(Task to carry out) Return every line of the material below that contains the word "window", copying each line in full.

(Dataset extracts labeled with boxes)
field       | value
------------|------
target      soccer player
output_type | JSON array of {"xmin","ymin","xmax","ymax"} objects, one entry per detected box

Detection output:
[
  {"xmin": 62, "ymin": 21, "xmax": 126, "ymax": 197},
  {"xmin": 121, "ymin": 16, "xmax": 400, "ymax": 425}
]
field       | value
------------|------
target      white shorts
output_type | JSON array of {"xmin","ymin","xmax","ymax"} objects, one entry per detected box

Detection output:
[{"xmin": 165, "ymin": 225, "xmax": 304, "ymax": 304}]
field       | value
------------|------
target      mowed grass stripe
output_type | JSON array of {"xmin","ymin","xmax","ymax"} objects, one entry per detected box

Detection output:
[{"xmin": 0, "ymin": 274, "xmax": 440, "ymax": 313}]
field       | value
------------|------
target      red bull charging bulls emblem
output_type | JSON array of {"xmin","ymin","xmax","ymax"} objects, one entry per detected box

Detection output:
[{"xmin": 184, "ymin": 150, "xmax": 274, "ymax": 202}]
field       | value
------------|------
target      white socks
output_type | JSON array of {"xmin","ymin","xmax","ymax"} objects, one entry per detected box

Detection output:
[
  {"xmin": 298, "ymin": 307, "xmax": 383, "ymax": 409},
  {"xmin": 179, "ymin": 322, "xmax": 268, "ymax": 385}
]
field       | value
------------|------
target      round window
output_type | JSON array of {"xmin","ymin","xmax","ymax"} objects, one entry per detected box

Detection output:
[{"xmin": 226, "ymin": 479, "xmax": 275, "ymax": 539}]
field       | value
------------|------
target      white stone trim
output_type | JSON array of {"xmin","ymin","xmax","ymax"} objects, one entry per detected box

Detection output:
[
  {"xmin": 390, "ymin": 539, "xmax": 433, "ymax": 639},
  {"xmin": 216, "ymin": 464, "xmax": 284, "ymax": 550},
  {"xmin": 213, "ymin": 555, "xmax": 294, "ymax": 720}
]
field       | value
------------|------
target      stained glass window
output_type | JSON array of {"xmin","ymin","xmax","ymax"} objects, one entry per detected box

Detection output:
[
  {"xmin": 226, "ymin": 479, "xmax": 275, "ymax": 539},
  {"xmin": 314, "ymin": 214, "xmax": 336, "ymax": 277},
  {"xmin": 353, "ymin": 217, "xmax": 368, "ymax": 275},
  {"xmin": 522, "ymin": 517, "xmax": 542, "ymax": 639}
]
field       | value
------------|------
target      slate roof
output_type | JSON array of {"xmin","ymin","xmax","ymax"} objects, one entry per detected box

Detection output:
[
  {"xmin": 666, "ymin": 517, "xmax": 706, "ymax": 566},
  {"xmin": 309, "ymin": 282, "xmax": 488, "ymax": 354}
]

(Solution)
target      round window
target      stained glass window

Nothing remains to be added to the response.